■ **RECORDS FOR THE TASK**

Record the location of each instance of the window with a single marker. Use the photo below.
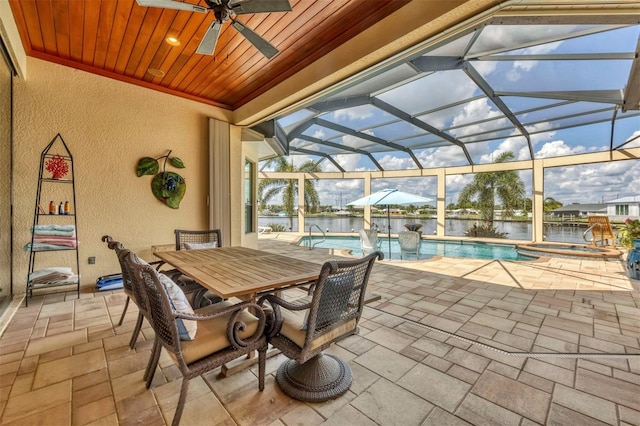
(622, 209)
(249, 196)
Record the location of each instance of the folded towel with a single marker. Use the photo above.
(63, 230)
(44, 247)
(55, 240)
(54, 273)
(73, 279)
(54, 232)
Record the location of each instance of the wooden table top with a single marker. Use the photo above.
(240, 271)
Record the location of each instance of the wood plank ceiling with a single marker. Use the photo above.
(122, 40)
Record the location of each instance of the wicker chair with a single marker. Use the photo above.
(369, 241)
(409, 243)
(184, 238)
(187, 240)
(332, 312)
(192, 288)
(224, 331)
(127, 286)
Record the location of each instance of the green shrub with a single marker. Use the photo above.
(484, 231)
(630, 232)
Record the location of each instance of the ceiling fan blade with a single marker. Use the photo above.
(261, 44)
(170, 4)
(259, 6)
(210, 39)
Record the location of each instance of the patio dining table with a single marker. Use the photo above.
(241, 272)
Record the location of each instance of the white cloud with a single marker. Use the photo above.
(557, 149)
(441, 157)
(592, 183)
(392, 162)
(634, 143)
(353, 114)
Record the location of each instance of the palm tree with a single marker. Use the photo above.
(269, 188)
(505, 185)
(551, 204)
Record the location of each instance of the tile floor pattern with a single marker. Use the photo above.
(432, 351)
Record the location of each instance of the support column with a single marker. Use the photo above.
(441, 203)
(367, 209)
(220, 178)
(538, 201)
(301, 203)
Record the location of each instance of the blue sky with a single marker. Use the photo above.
(552, 131)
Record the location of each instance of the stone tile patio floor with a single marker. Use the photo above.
(443, 346)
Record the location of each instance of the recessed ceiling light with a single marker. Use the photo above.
(173, 41)
(156, 72)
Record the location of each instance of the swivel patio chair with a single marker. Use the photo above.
(409, 243)
(369, 241)
(186, 239)
(193, 240)
(128, 289)
(201, 340)
(332, 313)
(601, 231)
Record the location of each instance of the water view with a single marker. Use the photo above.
(453, 227)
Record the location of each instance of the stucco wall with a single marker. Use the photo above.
(108, 126)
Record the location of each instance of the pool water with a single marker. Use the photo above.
(428, 248)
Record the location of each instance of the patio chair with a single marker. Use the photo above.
(409, 243)
(601, 231)
(333, 309)
(201, 340)
(194, 240)
(188, 240)
(369, 241)
(127, 286)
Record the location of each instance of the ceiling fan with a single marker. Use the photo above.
(223, 9)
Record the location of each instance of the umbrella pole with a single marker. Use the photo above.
(389, 229)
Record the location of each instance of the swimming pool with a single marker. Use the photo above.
(428, 248)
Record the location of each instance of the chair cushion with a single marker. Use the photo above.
(293, 320)
(198, 246)
(212, 334)
(330, 312)
(186, 328)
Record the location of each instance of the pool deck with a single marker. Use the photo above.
(447, 344)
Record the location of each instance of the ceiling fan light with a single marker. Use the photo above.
(156, 72)
(173, 41)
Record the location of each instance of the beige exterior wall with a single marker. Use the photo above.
(108, 126)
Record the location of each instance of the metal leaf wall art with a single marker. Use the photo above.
(168, 187)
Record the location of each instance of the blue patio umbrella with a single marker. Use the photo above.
(389, 197)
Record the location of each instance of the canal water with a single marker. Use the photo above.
(453, 227)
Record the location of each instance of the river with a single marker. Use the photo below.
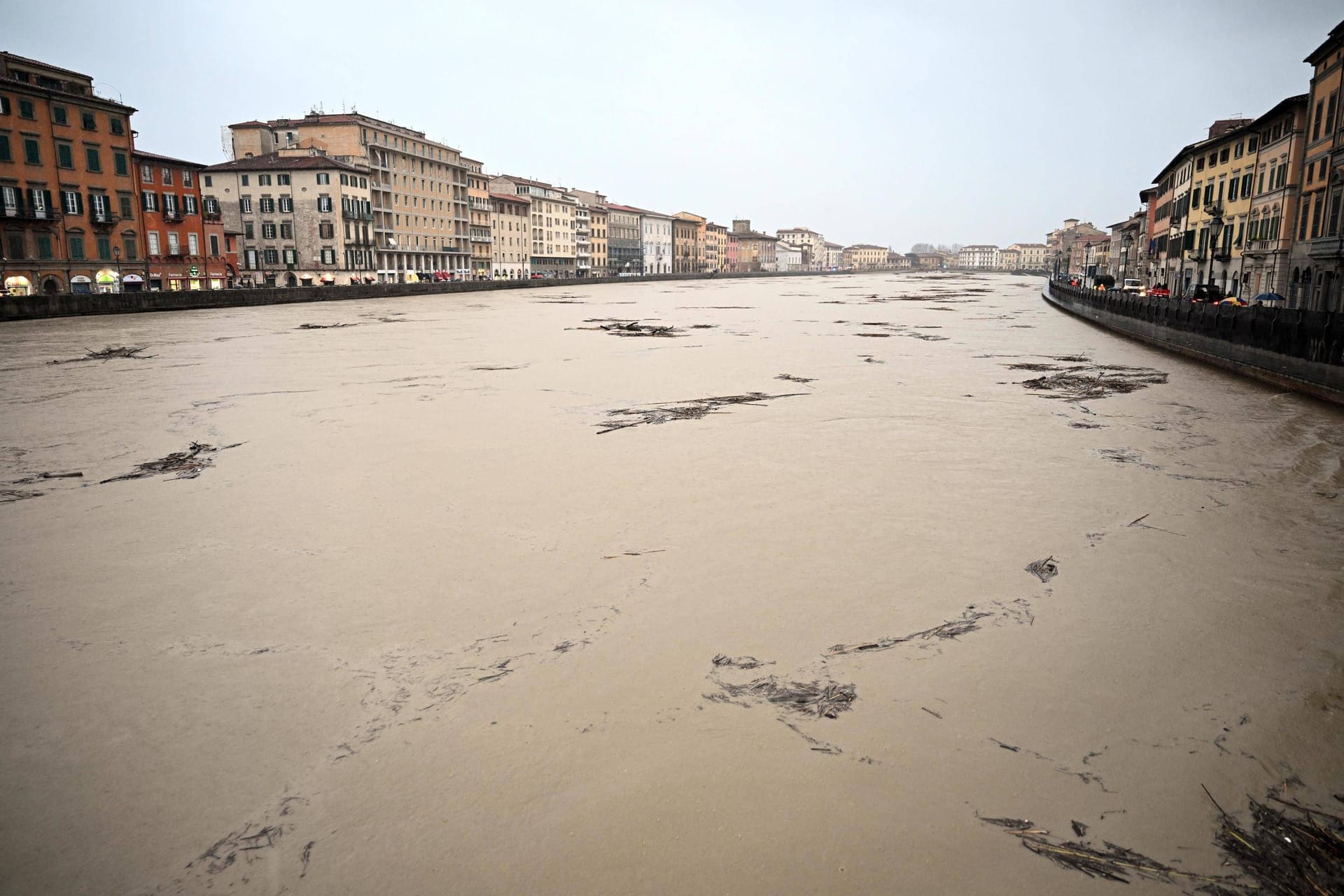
(424, 615)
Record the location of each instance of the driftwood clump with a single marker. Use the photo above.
(969, 621)
(636, 328)
(1043, 570)
(186, 465)
(1097, 381)
(722, 660)
(226, 850)
(108, 354)
(690, 410)
(818, 699)
(1300, 850)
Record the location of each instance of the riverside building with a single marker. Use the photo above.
(419, 186)
(67, 192)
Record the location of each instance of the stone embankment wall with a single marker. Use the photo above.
(17, 308)
(1292, 348)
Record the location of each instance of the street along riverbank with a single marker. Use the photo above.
(1294, 348)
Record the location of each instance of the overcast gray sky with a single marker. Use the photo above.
(885, 122)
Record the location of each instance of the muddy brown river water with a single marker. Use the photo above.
(433, 620)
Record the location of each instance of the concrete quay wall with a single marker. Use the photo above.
(1288, 348)
(19, 308)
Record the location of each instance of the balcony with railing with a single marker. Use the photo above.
(27, 213)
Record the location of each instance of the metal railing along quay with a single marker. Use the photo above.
(1294, 332)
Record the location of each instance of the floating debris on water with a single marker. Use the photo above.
(969, 621)
(1043, 570)
(690, 410)
(1097, 381)
(187, 465)
(108, 354)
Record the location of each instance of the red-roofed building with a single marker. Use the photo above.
(185, 244)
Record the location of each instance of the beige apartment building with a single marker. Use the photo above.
(866, 257)
(756, 251)
(554, 248)
(305, 218)
(511, 237)
(479, 218)
(1026, 257)
(811, 242)
(420, 187)
(715, 248)
(597, 220)
(689, 234)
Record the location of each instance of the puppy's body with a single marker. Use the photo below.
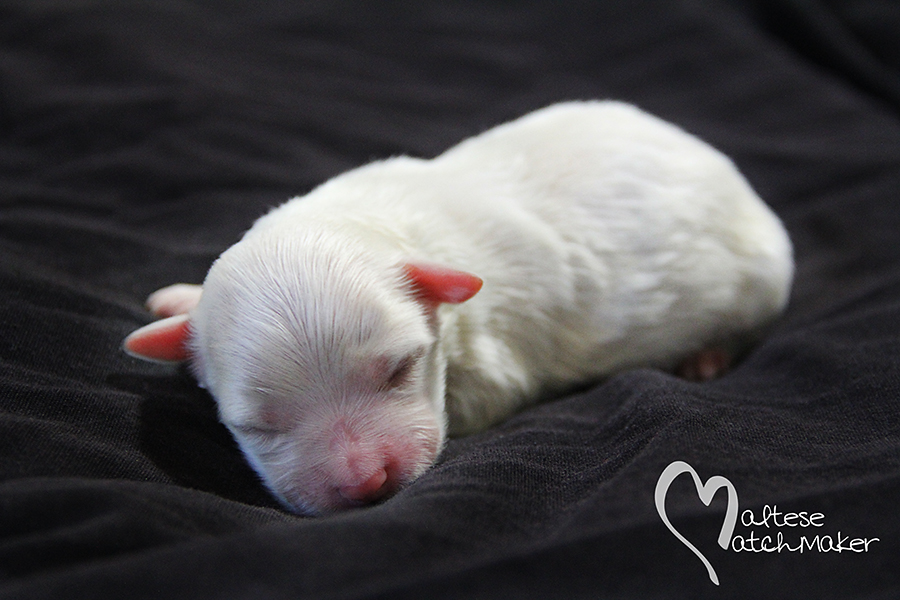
(339, 337)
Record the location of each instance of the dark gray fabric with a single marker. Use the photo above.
(139, 139)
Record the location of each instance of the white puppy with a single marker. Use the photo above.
(348, 331)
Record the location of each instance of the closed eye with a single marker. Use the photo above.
(402, 371)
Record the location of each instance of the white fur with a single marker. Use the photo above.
(607, 239)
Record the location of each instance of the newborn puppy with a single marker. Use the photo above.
(348, 332)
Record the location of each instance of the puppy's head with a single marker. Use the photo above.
(325, 365)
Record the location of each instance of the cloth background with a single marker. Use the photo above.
(140, 139)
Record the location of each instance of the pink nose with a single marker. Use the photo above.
(369, 490)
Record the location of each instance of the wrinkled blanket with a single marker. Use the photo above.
(140, 139)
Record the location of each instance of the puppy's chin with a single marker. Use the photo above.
(347, 465)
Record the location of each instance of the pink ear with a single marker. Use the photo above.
(165, 340)
(442, 284)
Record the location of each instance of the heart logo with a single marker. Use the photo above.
(706, 492)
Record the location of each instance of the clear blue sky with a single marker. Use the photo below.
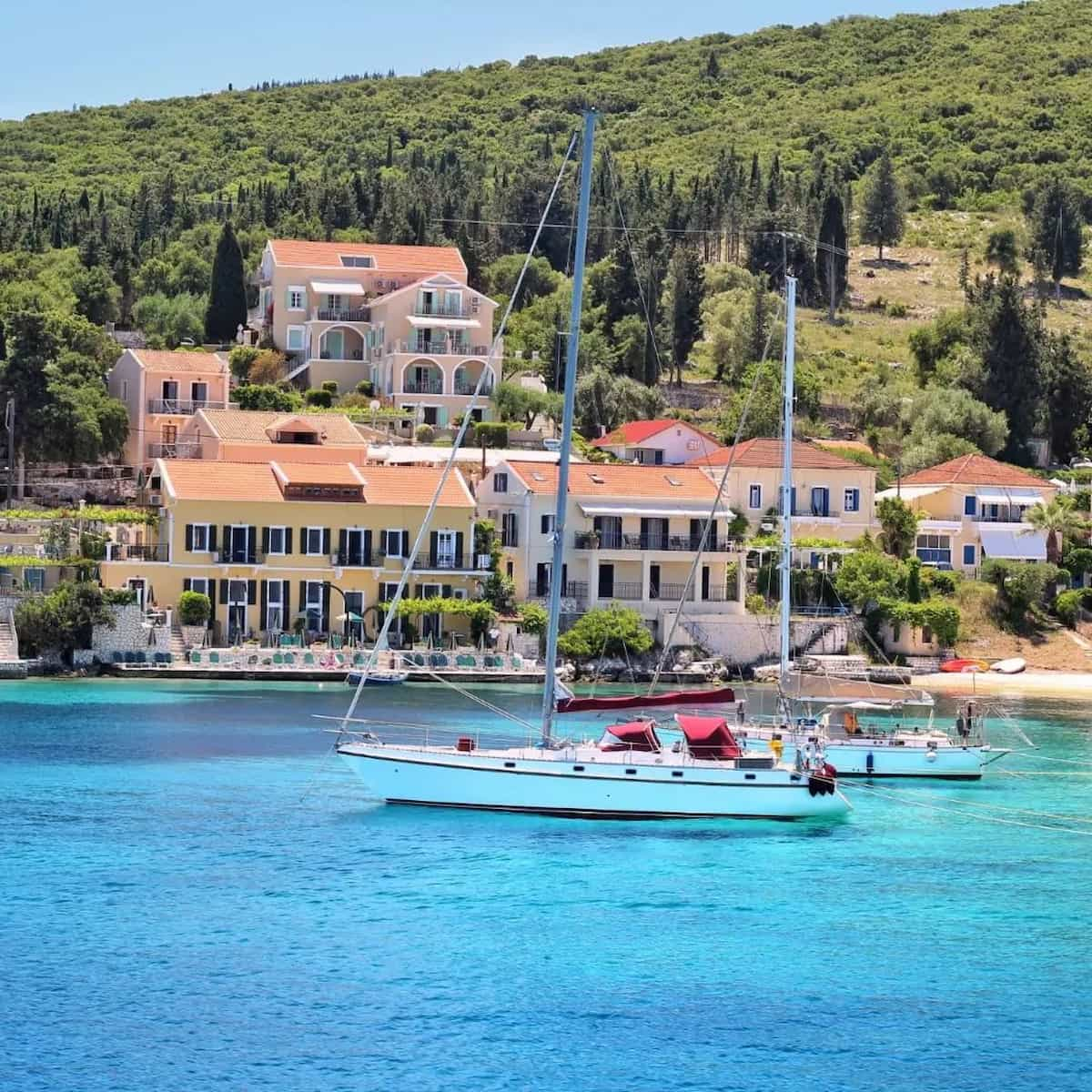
(71, 52)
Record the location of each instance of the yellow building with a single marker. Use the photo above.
(971, 509)
(276, 541)
(833, 497)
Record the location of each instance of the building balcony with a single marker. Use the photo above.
(232, 555)
(174, 451)
(341, 315)
(681, 544)
(188, 407)
(126, 551)
(435, 309)
(354, 560)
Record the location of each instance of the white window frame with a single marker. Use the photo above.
(284, 541)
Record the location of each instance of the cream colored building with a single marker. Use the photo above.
(272, 541)
(162, 391)
(632, 533)
(403, 318)
(258, 436)
(662, 442)
(833, 497)
(972, 509)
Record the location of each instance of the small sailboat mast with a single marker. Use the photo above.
(786, 485)
(557, 569)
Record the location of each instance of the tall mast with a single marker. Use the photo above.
(786, 479)
(557, 568)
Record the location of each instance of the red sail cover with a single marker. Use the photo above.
(724, 693)
(636, 735)
(708, 736)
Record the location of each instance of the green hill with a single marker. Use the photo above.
(971, 103)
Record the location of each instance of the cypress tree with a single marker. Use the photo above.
(884, 212)
(228, 299)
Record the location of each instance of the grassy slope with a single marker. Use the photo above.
(991, 93)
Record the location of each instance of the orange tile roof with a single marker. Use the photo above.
(976, 470)
(195, 480)
(162, 360)
(389, 259)
(623, 480)
(637, 431)
(252, 426)
(770, 453)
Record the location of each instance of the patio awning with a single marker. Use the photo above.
(339, 288)
(697, 513)
(440, 320)
(999, 495)
(1010, 541)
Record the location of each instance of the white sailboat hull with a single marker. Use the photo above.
(583, 784)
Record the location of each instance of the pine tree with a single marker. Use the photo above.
(228, 299)
(884, 207)
(831, 262)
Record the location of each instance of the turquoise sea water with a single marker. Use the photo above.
(194, 895)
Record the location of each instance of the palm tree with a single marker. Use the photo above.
(1060, 520)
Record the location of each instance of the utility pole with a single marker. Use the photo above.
(9, 424)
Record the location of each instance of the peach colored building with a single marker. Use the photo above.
(403, 318)
(162, 391)
(658, 442)
(257, 436)
(833, 497)
(971, 509)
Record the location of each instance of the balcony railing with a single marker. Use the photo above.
(437, 309)
(341, 315)
(440, 561)
(232, 555)
(683, 544)
(572, 590)
(128, 551)
(174, 451)
(188, 407)
(354, 558)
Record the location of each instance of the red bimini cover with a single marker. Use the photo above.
(724, 693)
(636, 735)
(708, 736)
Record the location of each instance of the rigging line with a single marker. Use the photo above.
(457, 443)
(713, 517)
(933, 807)
(632, 258)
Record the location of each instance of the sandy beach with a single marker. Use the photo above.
(1040, 683)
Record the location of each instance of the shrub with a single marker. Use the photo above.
(490, 434)
(606, 632)
(1067, 607)
(194, 609)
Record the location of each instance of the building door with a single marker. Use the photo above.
(653, 581)
(606, 582)
(139, 588)
(274, 606)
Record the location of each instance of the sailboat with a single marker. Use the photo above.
(632, 773)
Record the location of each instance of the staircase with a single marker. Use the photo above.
(9, 642)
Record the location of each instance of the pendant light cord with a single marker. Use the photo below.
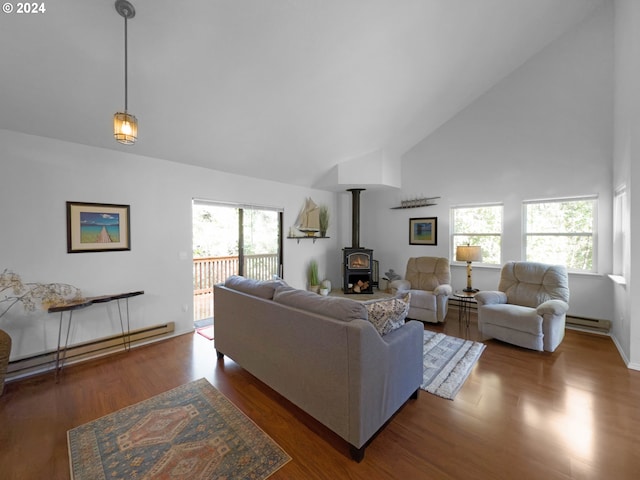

■ **STATED EXERCISE**
Copy everything from the line containing "Record the location of each instance of the shrub" down to the end of the records, requests included, and add 40 to each coordinate in the answers. Leave the pictures out.

■ **RESPONSE TO THIS EXERCISE**
Record the location of each instance of the shrub with a single marker. Use the photo above.
(530, 474)
(646, 672)
(1107, 647)
(234, 649)
Record the location of each instance of the building door with a single marker. Use the photo above.
(693, 621)
(646, 622)
(179, 628)
(314, 646)
Record the location of each instance of the sailboat with a single marker. Use the photo above.
(672, 813)
Record the location of each instance of the staircase with a single marker. Use the photo above.
(49, 682)
Record the location of each instance of the pendant light cord with a single marker. Use the photo below.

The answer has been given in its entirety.